I like these vans. The part of the commentary where they said they considered 12 configurations and then decided to build them the old way and just make improvements. Good for VW. Worked better than the Eurovan where they built them modern, but then bent over backwards to come across like the old ones.
Interesting timing. I just bought a ’91 GL over the weekend. It had been stored for many years, and had 80k miles on the clock. It is a weekender package, not a westy. We plan to tow it behind our ’78 GMC Kingsley motorhome.
I have not driven one for years, so bringing it home all of the old memories – mellowed and improved – were a real rush. The ’91 is a 2.1 water cooled, with front and rear heaters that are excellent. The fit, finish and noise are all reasonable for the 24 years it has aged.
The power is much better than I remember compared to the bay window T-2’s, and I think the end-of-production models slayed a lot of phosphate corrosion issues from earlier models. My grandkids (2 to 8) think it’s the coolest thing ever. My wife calls it Scooby. Good times.
Nice van. I ran an 86 for about 10 years until about 3 years ago sold it to a nice lady and I still see it around town. Keep an eye on the various cooling hoses as they tend to wear out after a decade or 2. I think running the proper vw spec coolant helps but there is a lot of it and it is expensive. I would also recommend using a stainless steel exhaust if the stock one wears out as they will last a lot longer. Other than that keep up on the maintenance and tin worm. As my old mechanic used to say “it will last forever”. Gowesty is a great source for parts and has some great information on keeping these running. Good luck and enjoy!
WE owned an 84 Wasserboxer for nearly a decade and loved it. It had the handling of a sporty car, was nimble and fun to drive. The build quality, interior space, driving position and comfort was far ahead of any minivan at the time. The 1.9 motor though, was underpowered, especially with automatic trans and A/C. if only VW could have developed a flat 4 similar to the Subaru 2.2 or 2.5 they could have continued to dominate the market. There is a big aftermarket and cult around doing the Subie swap, especially in the Westfalia models. Wish I had mine back because I would love to do the swap.
I have never even ridden in a T3, but owned a 5 cylinder/auto T4 Eurovan briefly. TONS of space inside, given the outside dimensions. A friend’s mother had a T2 in the mid-70s and I can still remember the smell of that van…just like my mom’s 66 Beetle…there’s something about the interior plastics and the horsehair(???) seat pads that is instantly recognizable.
My ex g/f’s brother had an ’85 T3 Vanagon after unloading his ’72 baywindow bus. For what they are, all rear engine VW buses are pretty tenacious off road, put to the test while exploring the mountains in southern Oregon. Granted, he couldnt follow my mildly lifted ’95 YJ Wrangler everywhere but he kept up in places I wouldve never thought possible with only 2wd, half the hp/torque and tiny little trike tires. They may be slow but total mountain goats. When he got the ’85, even though this was a 20 year old vehicle at the time I was suprised by how solid and tight the body and interior were. I found that van very comfortable and the forward control cab made for a rig that was a dream to drive in urban areas.

> Task 1: Reproduce the van comments word for word from "Nice van. I" up to and including "luck and enjoy!".

> Exercise materials:
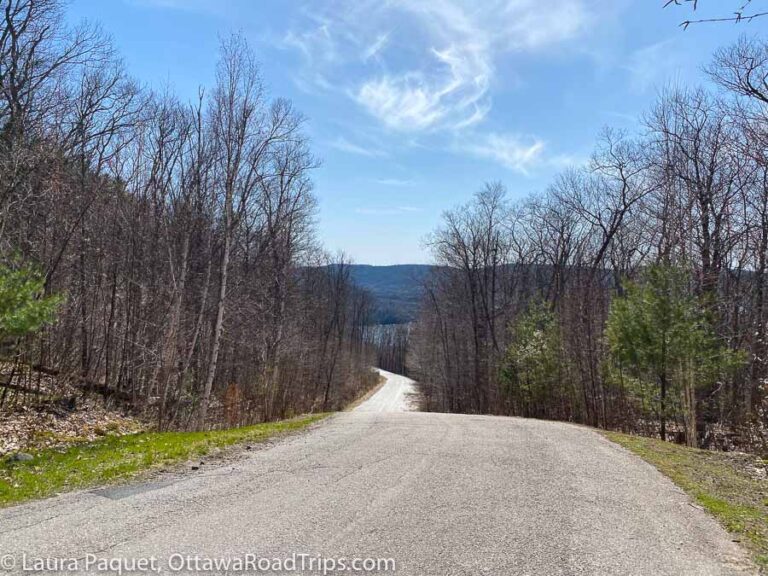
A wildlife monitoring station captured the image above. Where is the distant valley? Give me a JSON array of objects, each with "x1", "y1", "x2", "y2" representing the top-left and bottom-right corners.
[{"x1": 350, "y1": 264, "x2": 433, "y2": 324}]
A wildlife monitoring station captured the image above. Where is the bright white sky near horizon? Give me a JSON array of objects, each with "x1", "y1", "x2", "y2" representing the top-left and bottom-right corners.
[{"x1": 67, "y1": 0, "x2": 768, "y2": 264}]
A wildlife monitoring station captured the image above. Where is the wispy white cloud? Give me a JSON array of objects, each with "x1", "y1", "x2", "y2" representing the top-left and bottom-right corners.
[
  {"x1": 285, "y1": 0, "x2": 589, "y2": 133},
  {"x1": 363, "y1": 32, "x2": 389, "y2": 62},
  {"x1": 459, "y1": 133, "x2": 544, "y2": 174},
  {"x1": 329, "y1": 136, "x2": 388, "y2": 158}
]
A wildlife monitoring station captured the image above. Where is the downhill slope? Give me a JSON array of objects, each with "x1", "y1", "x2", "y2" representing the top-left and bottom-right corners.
[{"x1": 0, "y1": 377, "x2": 754, "y2": 576}]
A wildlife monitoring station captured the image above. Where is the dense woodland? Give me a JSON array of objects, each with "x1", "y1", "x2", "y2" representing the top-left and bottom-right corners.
[
  {"x1": 410, "y1": 38, "x2": 768, "y2": 450},
  {"x1": 0, "y1": 0, "x2": 373, "y2": 428}
]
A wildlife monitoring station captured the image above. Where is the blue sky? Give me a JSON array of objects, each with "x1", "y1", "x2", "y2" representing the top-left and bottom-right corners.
[{"x1": 68, "y1": 0, "x2": 768, "y2": 264}]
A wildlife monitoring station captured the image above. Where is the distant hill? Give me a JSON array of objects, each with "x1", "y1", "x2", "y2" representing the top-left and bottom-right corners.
[{"x1": 350, "y1": 264, "x2": 432, "y2": 324}]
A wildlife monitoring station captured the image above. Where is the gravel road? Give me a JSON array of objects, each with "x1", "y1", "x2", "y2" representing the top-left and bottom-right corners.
[{"x1": 0, "y1": 375, "x2": 752, "y2": 576}]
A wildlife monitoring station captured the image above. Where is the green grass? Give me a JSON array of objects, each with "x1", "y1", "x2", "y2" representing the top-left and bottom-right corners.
[
  {"x1": 0, "y1": 414, "x2": 327, "y2": 507},
  {"x1": 604, "y1": 432, "x2": 768, "y2": 573}
]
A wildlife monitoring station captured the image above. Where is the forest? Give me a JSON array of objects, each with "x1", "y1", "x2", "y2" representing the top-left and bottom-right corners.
[
  {"x1": 409, "y1": 37, "x2": 768, "y2": 451},
  {"x1": 0, "y1": 0, "x2": 374, "y2": 429}
]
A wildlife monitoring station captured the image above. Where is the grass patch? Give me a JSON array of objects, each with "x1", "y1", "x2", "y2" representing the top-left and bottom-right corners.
[
  {"x1": 0, "y1": 414, "x2": 327, "y2": 507},
  {"x1": 604, "y1": 432, "x2": 768, "y2": 573}
]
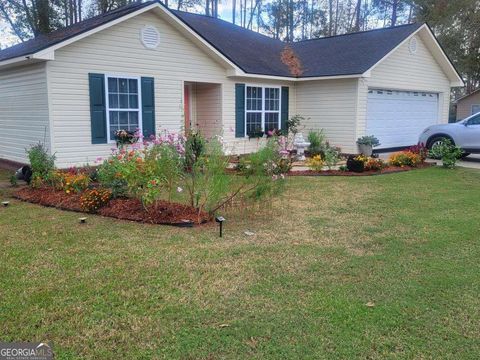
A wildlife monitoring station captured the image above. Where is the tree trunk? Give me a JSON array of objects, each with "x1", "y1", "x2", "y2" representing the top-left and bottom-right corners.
[
  {"x1": 232, "y1": 0, "x2": 237, "y2": 25},
  {"x1": 328, "y1": 0, "x2": 332, "y2": 36},
  {"x1": 391, "y1": 0, "x2": 398, "y2": 26},
  {"x1": 353, "y1": 0, "x2": 362, "y2": 31}
]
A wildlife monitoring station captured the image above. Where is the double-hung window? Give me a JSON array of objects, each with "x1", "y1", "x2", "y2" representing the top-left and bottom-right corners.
[
  {"x1": 245, "y1": 86, "x2": 280, "y2": 136},
  {"x1": 106, "y1": 75, "x2": 142, "y2": 141}
]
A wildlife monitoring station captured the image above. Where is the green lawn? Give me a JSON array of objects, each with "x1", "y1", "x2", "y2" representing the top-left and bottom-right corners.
[{"x1": 0, "y1": 168, "x2": 480, "y2": 359}]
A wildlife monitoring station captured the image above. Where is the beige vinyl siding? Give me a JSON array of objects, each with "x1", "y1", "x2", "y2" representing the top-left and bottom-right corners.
[
  {"x1": 0, "y1": 63, "x2": 50, "y2": 162},
  {"x1": 48, "y1": 12, "x2": 294, "y2": 167},
  {"x1": 296, "y1": 79, "x2": 358, "y2": 153},
  {"x1": 48, "y1": 12, "x2": 229, "y2": 166},
  {"x1": 457, "y1": 91, "x2": 480, "y2": 121},
  {"x1": 364, "y1": 33, "x2": 450, "y2": 135}
]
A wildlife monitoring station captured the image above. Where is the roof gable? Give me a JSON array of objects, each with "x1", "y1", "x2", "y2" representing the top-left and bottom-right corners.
[
  {"x1": 0, "y1": 1, "x2": 157, "y2": 61},
  {"x1": 292, "y1": 24, "x2": 421, "y2": 77}
]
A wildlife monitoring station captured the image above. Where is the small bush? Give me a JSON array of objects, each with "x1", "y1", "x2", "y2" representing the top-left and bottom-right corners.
[
  {"x1": 323, "y1": 143, "x2": 340, "y2": 170},
  {"x1": 432, "y1": 139, "x2": 463, "y2": 169},
  {"x1": 388, "y1": 151, "x2": 422, "y2": 167},
  {"x1": 27, "y1": 143, "x2": 55, "y2": 186},
  {"x1": 357, "y1": 135, "x2": 380, "y2": 147},
  {"x1": 307, "y1": 155, "x2": 325, "y2": 171},
  {"x1": 365, "y1": 157, "x2": 386, "y2": 171},
  {"x1": 80, "y1": 189, "x2": 112, "y2": 213},
  {"x1": 308, "y1": 130, "x2": 326, "y2": 156},
  {"x1": 10, "y1": 175, "x2": 18, "y2": 187},
  {"x1": 408, "y1": 143, "x2": 429, "y2": 163}
]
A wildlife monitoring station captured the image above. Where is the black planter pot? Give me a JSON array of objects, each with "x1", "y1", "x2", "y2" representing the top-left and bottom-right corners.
[{"x1": 347, "y1": 156, "x2": 365, "y2": 172}]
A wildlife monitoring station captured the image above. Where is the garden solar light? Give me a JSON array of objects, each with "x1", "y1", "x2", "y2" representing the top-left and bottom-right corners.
[{"x1": 215, "y1": 216, "x2": 225, "y2": 237}]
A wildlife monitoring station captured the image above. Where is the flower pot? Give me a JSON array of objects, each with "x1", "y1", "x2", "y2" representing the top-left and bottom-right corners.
[
  {"x1": 358, "y1": 144, "x2": 373, "y2": 156},
  {"x1": 347, "y1": 156, "x2": 365, "y2": 173}
]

> Task 2: Duplicate the listing exactly, starting at the line with "is the black" and continuing through the end of the listing.

> Output 1:
Nice van. I ran an 86 for about 10 years until about 3 years ago sold it to a nice lady and I still see it around town. Keep an eye on the various cooling hoses as they tend to wear out after a decade or 2. I think running the proper vw spec coolant helps but there is a lot of it and it is expensive. I would also recommend using a stainless steel exhaust if the stock one wears out as they will last a lot longer. Other than that keep up on the maintenance and tin worm. As my old mechanic used to say “it will last forever”. Gowesty is a great source for parts and has some great information on keeping these running. Good luck and enjoy!

> Output 2:
A wildlife monitoring station captured the image above. Where is the black planter pot? Give me a JSON array of objects, each with "x1", "y1", "x2", "y2" representing the top-left and bottom-right corners.
[{"x1": 347, "y1": 156, "x2": 365, "y2": 172}]
A wildlife monitoring station captured the image above. Where is the garden solar light? Give me a JSON array of objects, each with "x1", "y1", "x2", "y2" representing the top-left and bottom-right corners.
[{"x1": 215, "y1": 216, "x2": 225, "y2": 237}]
A wildlife monitoring station captured the image above. Where is the flower pot? Give me a JSON array of objects, each with "x1", "y1", "x2", "y2" representing the top-left and bottom-right corners.
[
  {"x1": 358, "y1": 144, "x2": 373, "y2": 156},
  {"x1": 347, "y1": 156, "x2": 365, "y2": 173}
]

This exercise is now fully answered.